__Prompt A__
Please rewrite the email on file-object threading from "On Thu, 17 Mar" down to "lock is stupid.", putting "indivisible" wherever "atomic" appears.
__Prompt B__
Carry the email on file-object threading on past its final line.

__Article__
(begin)

On Thu, 17 Mar 2005 23:04:16 +0100, "Martin v. Löwis"
<[EMAIL PROTECTED]> wrote:
> Jeremy Hylton wrote:
> >>>Are the thread semantics for file objecst documented anywhere?  I
> >>>don't see anything in the library manual, which is where I expected to
> >>>find it.  It looks like read and write are atomic by virtue of fread
> >>>and fwrite being atomic.
> >>
> >>Uncle Timmy will no doubt agree with me: the semantics don't matter.
> >>NEVER, NEVER access the same file object from multiple threads, unless
> >>you're using a lock.  And even using a lock is stupid.
> >
> >
> > I'm not looking for your permission or approval.
> 
> Literally, the answer to your question is "no". In fact, Python does not
> specify *any* interleaving semantics for threads whatsoever. The only
> statement to this respect is

I'm surprised that it does not, for example, guarantee that reads and
writes are atomic, since CPython relies on fread and fwrite which are
atomic.

Also, there are other operations that go to the trouble of calling
flockfile().  What's the point if we don't provide any guarantees?

(end)

__Material supplied__
(begin)

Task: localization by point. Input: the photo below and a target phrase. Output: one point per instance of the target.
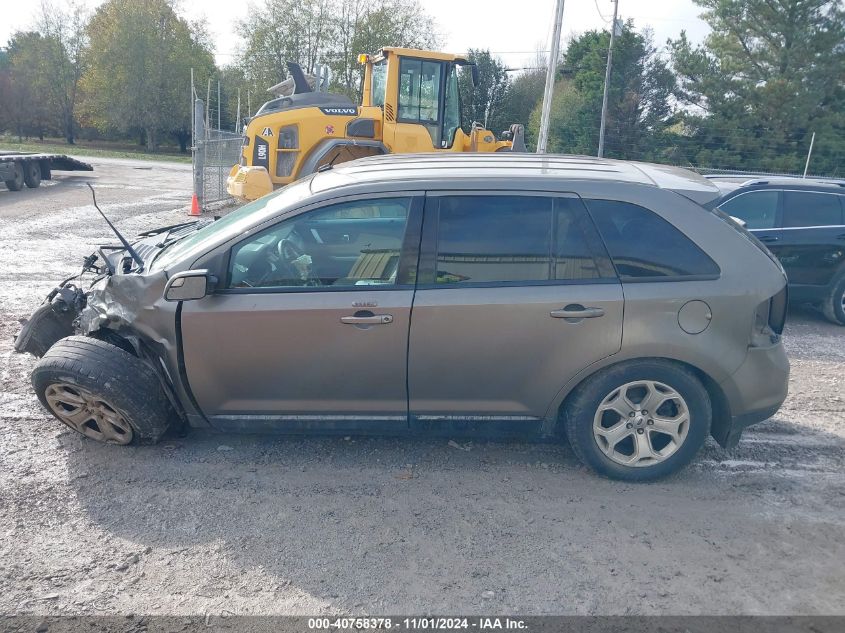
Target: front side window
(758, 209)
(419, 90)
(805, 208)
(349, 244)
(642, 244)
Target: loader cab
(418, 94)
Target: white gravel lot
(210, 524)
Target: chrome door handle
(375, 319)
(576, 311)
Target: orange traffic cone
(195, 205)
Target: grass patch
(106, 149)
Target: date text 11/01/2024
(417, 624)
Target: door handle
(374, 319)
(576, 311)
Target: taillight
(770, 319)
(777, 310)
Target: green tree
(278, 31)
(138, 69)
(639, 97)
(523, 94)
(768, 76)
(64, 39)
(330, 32)
(26, 98)
(484, 100)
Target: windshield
(231, 225)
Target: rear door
(514, 297)
(812, 236)
(311, 327)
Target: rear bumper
(755, 391)
(802, 293)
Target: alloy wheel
(88, 414)
(641, 423)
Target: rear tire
(635, 444)
(102, 391)
(833, 307)
(32, 174)
(16, 183)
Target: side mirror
(188, 285)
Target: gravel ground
(214, 524)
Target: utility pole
(810, 153)
(543, 137)
(192, 109)
(207, 103)
(607, 79)
(238, 119)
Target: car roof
(560, 168)
(731, 183)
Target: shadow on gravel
(413, 524)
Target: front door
(812, 237)
(511, 303)
(311, 327)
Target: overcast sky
(514, 30)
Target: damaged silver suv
(491, 295)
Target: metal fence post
(198, 150)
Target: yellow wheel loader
(410, 103)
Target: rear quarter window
(643, 245)
(806, 208)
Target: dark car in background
(802, 221)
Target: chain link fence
(214, 154)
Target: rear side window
(758, 209)
(805, 208)
(493, 239)
(643, 245)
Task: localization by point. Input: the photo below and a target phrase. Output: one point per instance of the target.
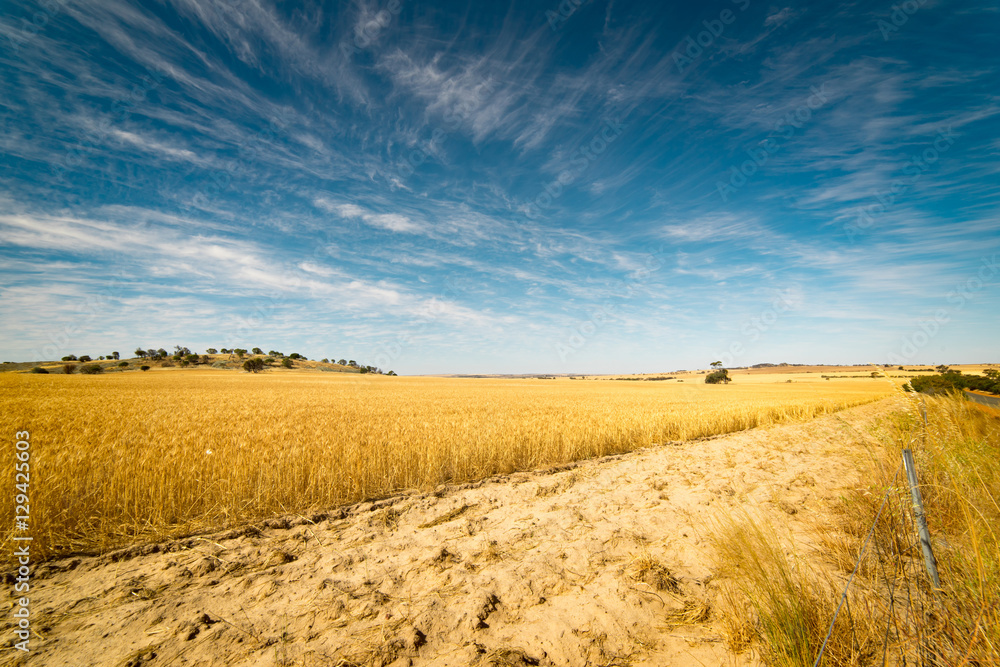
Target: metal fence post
(918, 510)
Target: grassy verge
(782, 605)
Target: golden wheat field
(133, 457)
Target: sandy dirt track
(604, 562)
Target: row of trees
(86, 357)
(953, 380)
(185, 356)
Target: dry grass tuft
(647, 569)
(780, 605)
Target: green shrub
(254, 365)
(716, 377)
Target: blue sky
(482, 187)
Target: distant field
(134, 456)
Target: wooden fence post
(918, 510)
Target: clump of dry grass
(957, 457)
(781, 605)
(126, 458)
(784, 607)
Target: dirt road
(602, 562)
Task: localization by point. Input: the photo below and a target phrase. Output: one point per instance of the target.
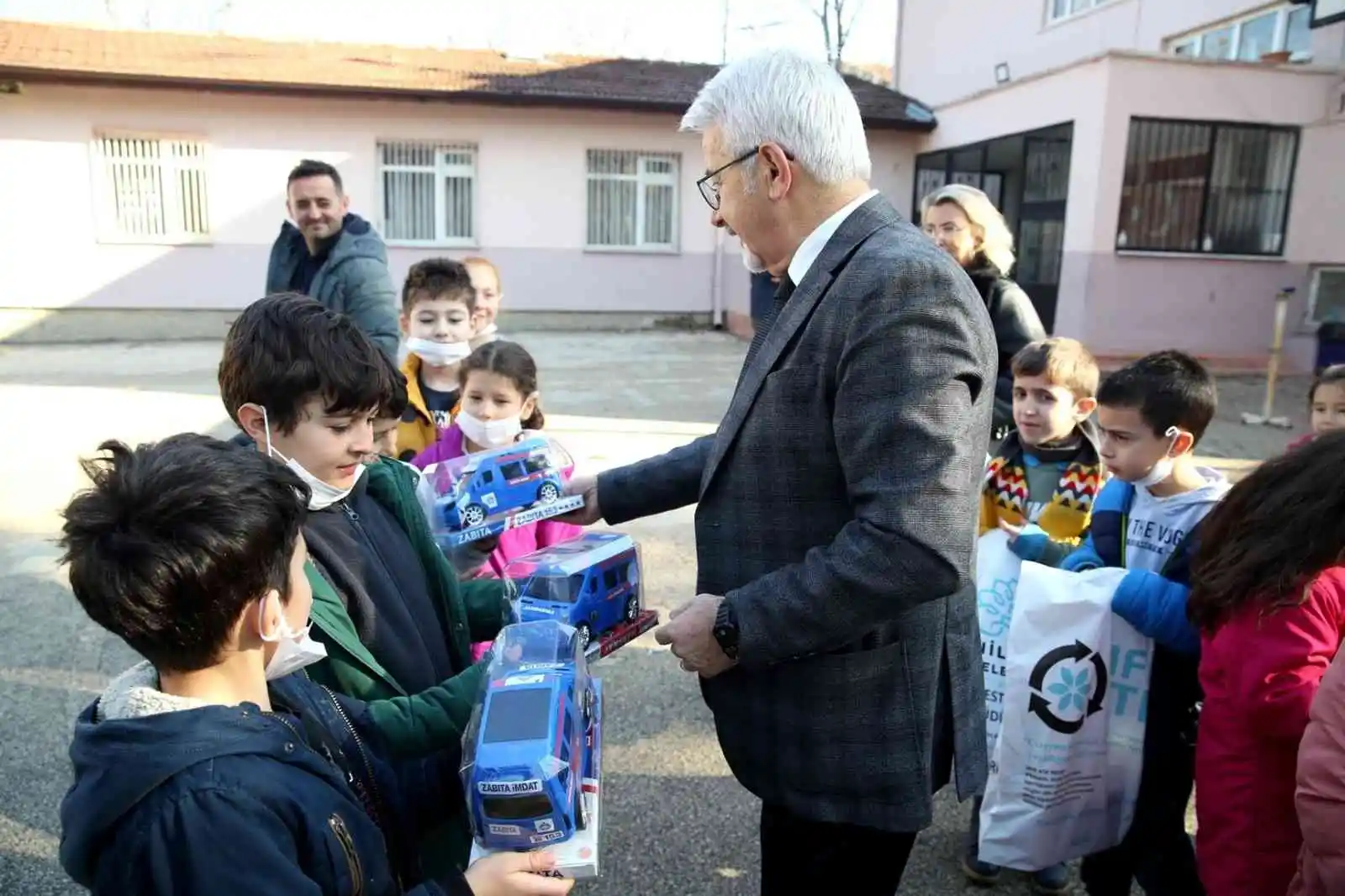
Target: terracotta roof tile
(65, 53)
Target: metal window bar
(1207, 187)
(430, 192)
(152, 188)
(632, 199)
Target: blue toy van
(526, 783)
(504, 481)
(591, 582)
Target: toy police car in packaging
(483, 494)
(592, 582)
(530, 755)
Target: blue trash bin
(1331, 345)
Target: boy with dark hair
(306, 385)
(208, 768)
(1040, 488)
(1152, 414)
(439, 319)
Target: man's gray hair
(786, 98)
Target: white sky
(686, 30)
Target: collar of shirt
(813, 245)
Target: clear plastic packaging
(481, 495)
(593, 582)
(530, 751)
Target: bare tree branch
(836, 26)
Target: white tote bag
(1071, 746)
(997, 580)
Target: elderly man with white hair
(834, 630)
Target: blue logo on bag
(1075, 692)
(995, 607)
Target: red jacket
(1261, 672)
(1321, 791)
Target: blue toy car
(591, 582)
(525, 783)
(504, 481)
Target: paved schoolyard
(676, 822)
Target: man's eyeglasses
(709, 185)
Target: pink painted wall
(950, 50)
(1210, 306)
(530, 172)
(1127, 303)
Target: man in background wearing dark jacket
(334, 256)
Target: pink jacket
(1261, 672)
(1321, 791)
(514, 542)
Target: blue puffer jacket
(172, 797)
(354, 280)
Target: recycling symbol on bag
(1068, 689)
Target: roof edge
(336, 92)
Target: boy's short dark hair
(286, 350)
(1168, 389)
(1063, 362)
(398, 400)
(315, 168)
(437, 279)
(175, 539)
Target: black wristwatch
(726, 630)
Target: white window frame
(1196, 40)
(643, 179)
(441, 170)
(1071, 13)
(1311, 316)
(107, 229)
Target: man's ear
(778, 172)
(253, 421)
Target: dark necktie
(782, 296)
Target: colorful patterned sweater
(1064, 519)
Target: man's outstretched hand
(589, 513)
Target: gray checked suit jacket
(838, 514)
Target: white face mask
(293, 649)
(751, 260)
(320, 495)
(488, 434)
(439, 354)
(1163, 468)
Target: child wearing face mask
(208, 767)
(307, 387)
(499, 403)
(440, 315)
(1150, 416)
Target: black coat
(1015, 324)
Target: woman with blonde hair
(968, 226)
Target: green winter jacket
(432, 720)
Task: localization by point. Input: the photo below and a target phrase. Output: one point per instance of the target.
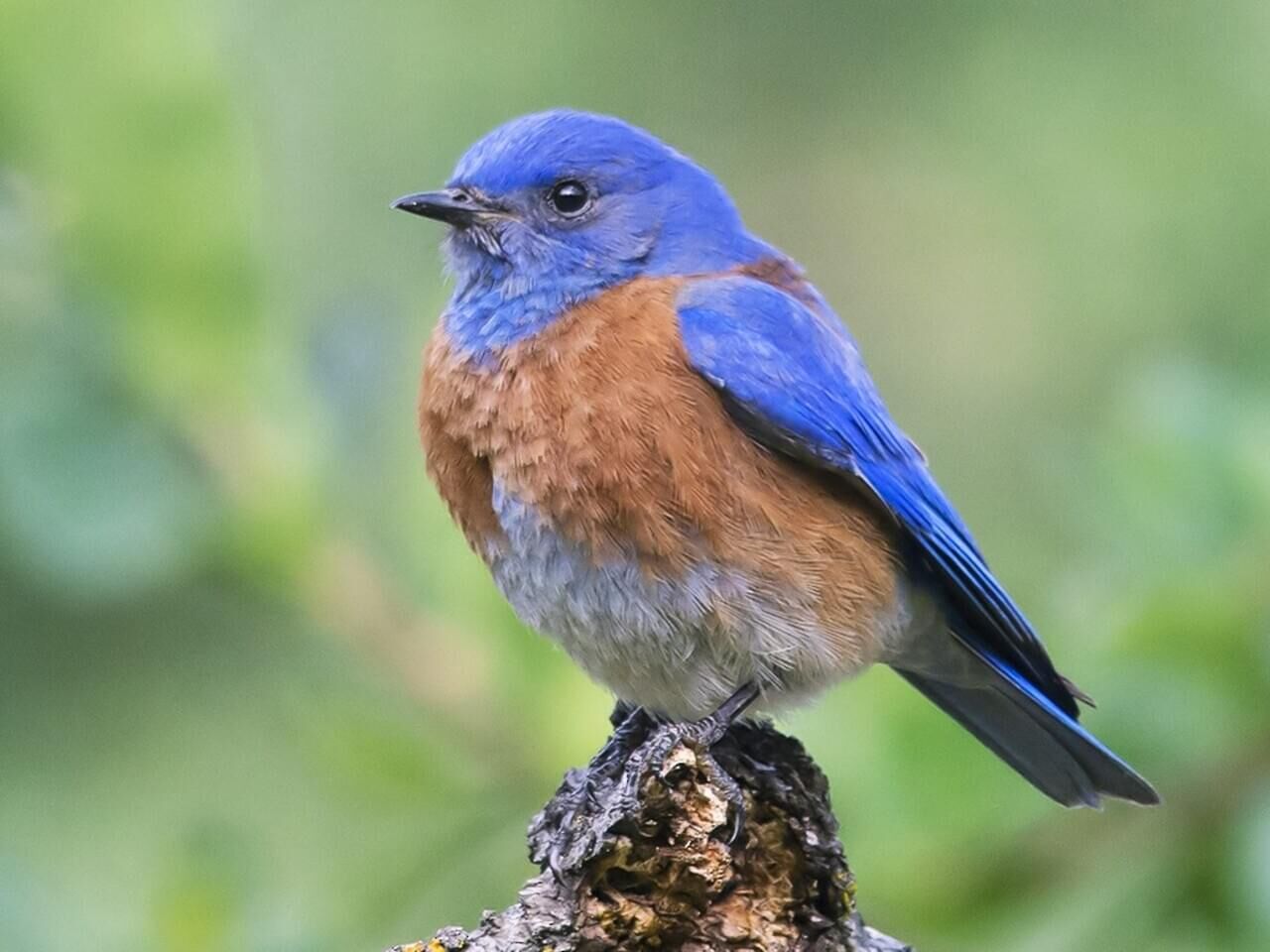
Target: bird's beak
(453, 206)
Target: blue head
(554, 207)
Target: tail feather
(1026, 730)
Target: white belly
(679, 647)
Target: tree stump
(667, 869)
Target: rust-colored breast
(599, 424)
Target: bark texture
(661, 869)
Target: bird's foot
(571, 828)
(590, 801)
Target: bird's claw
(590, 801)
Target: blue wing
(790, 375)
(794, 380)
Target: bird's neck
(492, 311)
(497, 304)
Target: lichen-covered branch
(665, 870)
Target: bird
(670, 453)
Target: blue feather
(795, 380)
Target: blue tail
(1026, 730)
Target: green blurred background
(254, 690)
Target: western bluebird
(668, 451)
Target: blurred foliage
(255, 693)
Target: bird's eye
(570, 198)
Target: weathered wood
(661, 871)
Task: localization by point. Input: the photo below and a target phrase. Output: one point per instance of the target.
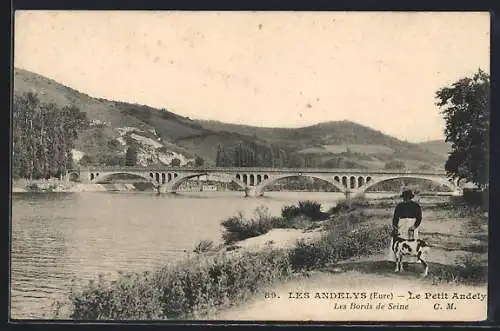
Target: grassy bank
(41, 185)
(216, 278)
(304, 215)
(207, 283)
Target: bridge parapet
(299, 171)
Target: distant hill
(439, 147)
(162, 135)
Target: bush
(341, 242)
(476, 198)
(311, 209)
(349, 204)
(188, 290)
(237, 228)
(204, 246)
(200, 286)
(290, 211)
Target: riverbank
(222, 279)
(56, 185)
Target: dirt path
(355, 276)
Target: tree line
(465, 106)
(250, 154)
(43, 136)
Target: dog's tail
(425, 249)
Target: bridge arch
(269, 181)
(370, 182)
(177, 181)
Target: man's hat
(407, 193)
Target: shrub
(290, 211)
(311, 209)
(341, 242)
(349, 204)
(190, 289)
(237, 228)
(204, 246)
(466, 271)
(476, 198)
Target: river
(63, 238)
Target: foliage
(394, 164)
(238, 228)
(309, 209)
(204, 246)
(43, 137)
(341, 242)
(198, 161)
(290, 211)
(200, 286)
(476, 197)
(250, 153)
(131, 156)
(349, 204)
(466, 109)
(189, 289)
(175, 162)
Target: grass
(216, 279)
(202, 285)
(299, 216)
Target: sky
(272, 69)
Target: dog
(411, 247)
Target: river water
(60, 238)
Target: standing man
(407, 216)
(406, 220)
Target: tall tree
(465, 106)
(198, 161)
(43, 137)
(131, 156)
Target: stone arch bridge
(254, 180)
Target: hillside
(439, 147)
(161, 135)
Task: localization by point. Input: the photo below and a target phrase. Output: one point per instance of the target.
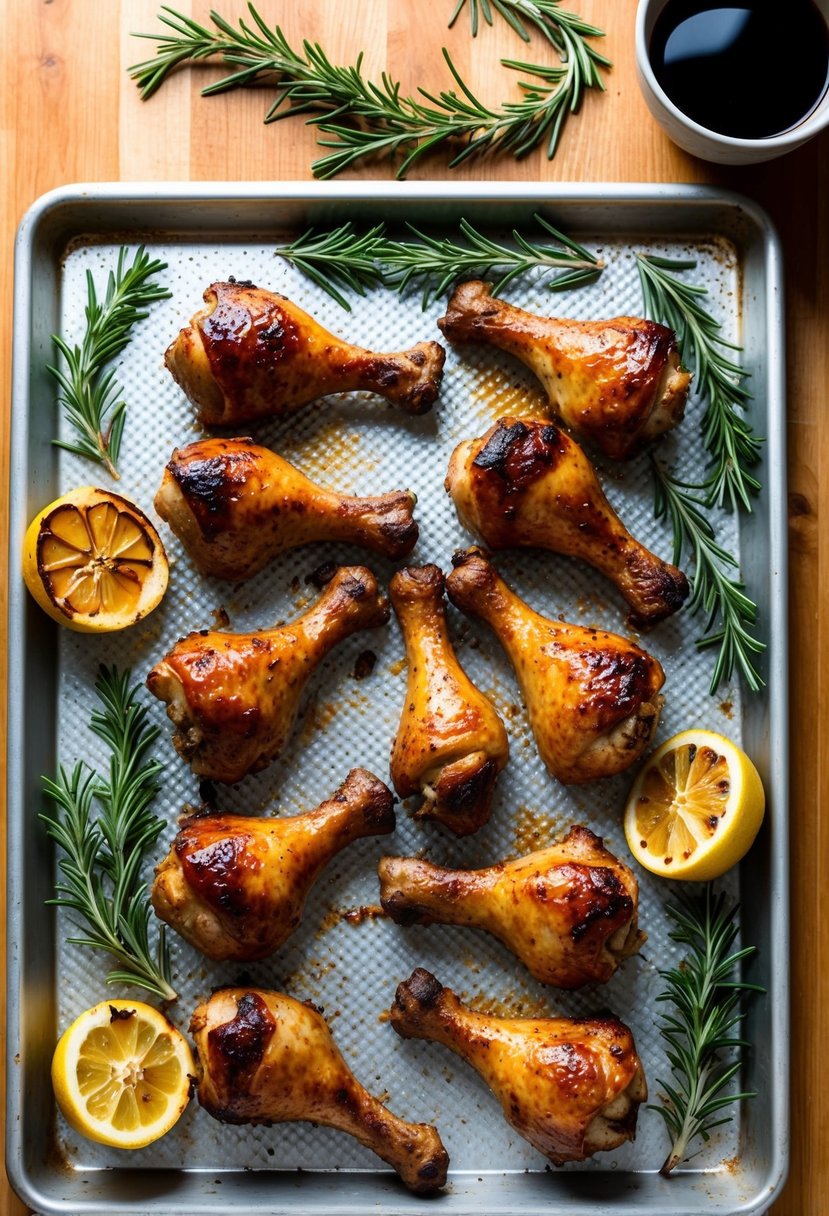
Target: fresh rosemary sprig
(90, 397)
(565, 31)
(705, 997)
(438, 262)
(340, 259)
(727, 434)
(103, 855)
(359, 118)
(344, 259)
(714, 590)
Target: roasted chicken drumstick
(235, 697)
(568, 912)
(592, 698)
(451, 743)
(235, 506)
(616, 383)
(526, 483)
(265, 1058)
(254, 354)
(235, 885)
(570, 1087)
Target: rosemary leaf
(90, 397)
(343, 259)
(727, 434)
(359, 118)
(101, 856)
(704, 995)
(715, 591)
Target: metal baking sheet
(210, 231)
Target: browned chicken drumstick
(616, 383)
(235, 506)
(254, 354)
(526, 483)
(570, 1087)
(451, 743)
(265, 1058)
(235, 697)
(592, 698)
(568, 912)
(235, 885)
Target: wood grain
(68, 112)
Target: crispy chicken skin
(526, 483)
(235, 885)
(592, 698)
(254, 354)
(235, 506)
(265, 1058)
(235, 697)
(570, 1087)
(569, 912)
(616, 383)
(451, 743)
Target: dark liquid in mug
(748, 69)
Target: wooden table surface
(68, 112)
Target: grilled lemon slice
(695, 808)
(94, 562)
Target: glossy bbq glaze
(451, 743)
(235, 506)
(265, 1058)
(616, 383)
(592, 698)
(569, 912)
(235, 697)
(255, 354)
(526, 484)
(570, 1087)
(235, 885)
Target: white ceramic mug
(699, 140)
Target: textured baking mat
(351, 966)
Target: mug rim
(796, 135)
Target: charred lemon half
(94, 562)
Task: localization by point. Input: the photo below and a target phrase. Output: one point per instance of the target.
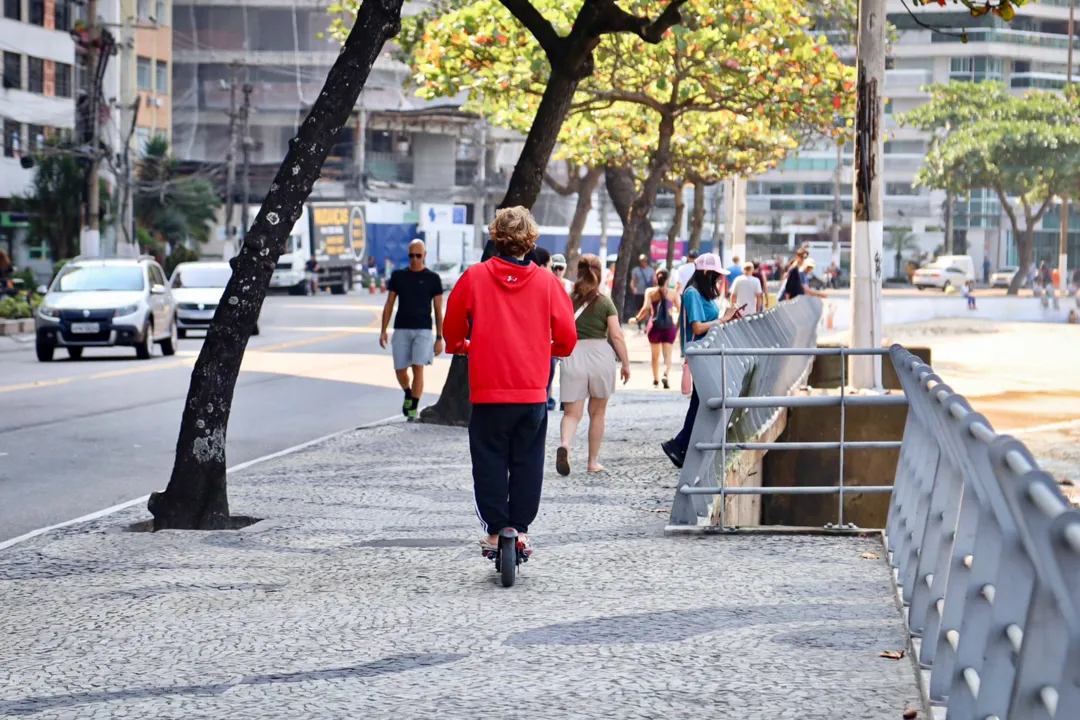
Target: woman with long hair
(701, 313)
(659, 302)
(589, 372)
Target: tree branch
(617, 19)
(541, 29)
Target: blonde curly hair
(513, 231)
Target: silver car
(95, 302)
(197, 288)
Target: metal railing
(986, 554)
(763, 360)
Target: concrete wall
(433, 161)
(805, 469)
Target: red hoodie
(521, 317)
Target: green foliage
(741, 82)
(169, 206)
(54, 201)
(179, 254)
(14, 309)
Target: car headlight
(126, 310)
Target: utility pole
(1063, 250)
(230, 184)
(868, 220)
(837, 204)
(247, 143)
(92, 235)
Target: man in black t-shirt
(418, 289)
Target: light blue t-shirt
(696, 309)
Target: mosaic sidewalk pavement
(363, 596)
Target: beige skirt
(590, 371)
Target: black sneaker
(673, 452)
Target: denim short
(413, 348)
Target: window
(13, 70)
(142, 138)
(976, 69)
(161, 77)
(62, 15)
(35, 137)
(145, 73)
(63, 84)
(11, 132)
(35, 75)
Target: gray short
(413, 348)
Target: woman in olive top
(589, 372)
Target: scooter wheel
(508, 559)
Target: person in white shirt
(685, 272)
(746, 290)
(558, 267)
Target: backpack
(662, 318)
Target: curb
(244, 465)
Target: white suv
(95, 302)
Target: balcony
(907, 79)
(1011, 37)
(388, 167)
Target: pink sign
(659, 249)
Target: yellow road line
(161, 366)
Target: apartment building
(793, 203)
(37, 98)
(396, 148)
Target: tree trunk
(697, 216)
(637, 229)
(676, 228)
(586, 186)
(197, 498)
(1025, 256)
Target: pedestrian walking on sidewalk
(701, 312)
(660, 301)
(589, 372)
(510, 316)
(418, 289)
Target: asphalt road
(80, 436)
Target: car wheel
(145, 349)
(169, 347)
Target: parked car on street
(95, 302)
(946, 271)
(198, 288)
(1003, 277)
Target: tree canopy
(171, 206)
(1025, 149)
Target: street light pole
(1063, 250)
(868, 225)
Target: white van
(946, 271)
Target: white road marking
(244, 465)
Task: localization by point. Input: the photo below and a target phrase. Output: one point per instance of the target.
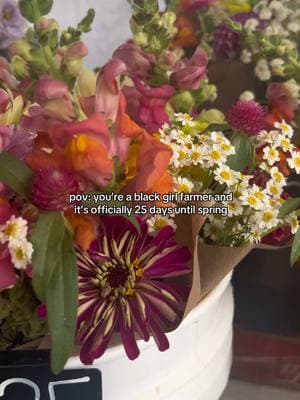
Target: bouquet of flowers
(108, 177)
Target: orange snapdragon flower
(186, 36)
(90, 157)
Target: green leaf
(55, 282)
(15, 174)
(295, 252)
(26, 8)
(44, 6)
(47, 236)
(244, 153)
(32, 10)
(85, 25)
(62, 302)
(289, 206)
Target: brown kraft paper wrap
(210, 264)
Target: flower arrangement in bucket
(113, 182)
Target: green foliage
(72, 35)
(151, 30)
(32, 10)
(295, 252)
(15, 174)
(55, 282)
(19, 322)
(244, 153)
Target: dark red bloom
(123, 288)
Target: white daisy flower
(215, 156)
(284, 143)
(235, 208)
(285, 128)
(184, 119)
(292, 220)
(158, 222)
(274, 189)
(267, 219)
(271, 155)
(277, 176)
(15, 228)
(223, 174)
(21, 253)
(249, 199)
(294, 162)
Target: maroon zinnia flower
(247, 117)
(122, 287)
(52, 187)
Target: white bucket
(196, 367)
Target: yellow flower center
(20, 254)
(159, 224)
(226, 175)
(267, 216)
(11, 230)
(215, 155)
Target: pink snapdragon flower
(54, 98)
(147, 105)
(138, 63)
(189, 73)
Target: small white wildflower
(292, 220)
(277, 176)
(223, 174)
(285, 128)
(246, 56)
(15, 228)
(21, 253)
(274, 189)
(234, 208)
(184, 119)
(271, 155)
(265, 13)
(294, 162)
(262, 70)
(267, 219)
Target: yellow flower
(236, 6)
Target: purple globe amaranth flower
(247, 117)
(52, 187)
(226, 42)
(15, 141)
(12, 24)
(123, 288)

(end)

__Output A__
On Thu, 17 Mar 2005 23:04:16 +0100, "Martin v. Löwis"
<[EMAIL PROTECTED]> wrote:
> Jeremy Hylton wrote:
> >>>Are the thread semantics for file objecst documented anywhere?  I
> >>>don't see anything in the library manual, which is where I expected to
> >>>find it.  It looks like read and write are indivisible by virtue of fread
> >>>and fwrite being indivisible.
> >>
> >>Uncle Timmy will no doubt agree with me: the semantics don't matter.
> >>NEVER, NEVER access the same file object from multiple threads, unless
> >>you're using a lock.  And even using a lock is stupid.

__Output B__
<0.6 wink>.  If it is not part of the specified behavior, then I
suppose it's a quality of implementation issue.  Either way it would
be helpful if the Python documentation said something, e.g. you can
rely on readline() being threadsafe or you can't but the current
CPython implementation happens to be.

readline() seemed like an interesting case because readlines() doesn't
have the same implementation and the behavior is different.  So, as
another example, you could ask whether readlines() has a bug or not.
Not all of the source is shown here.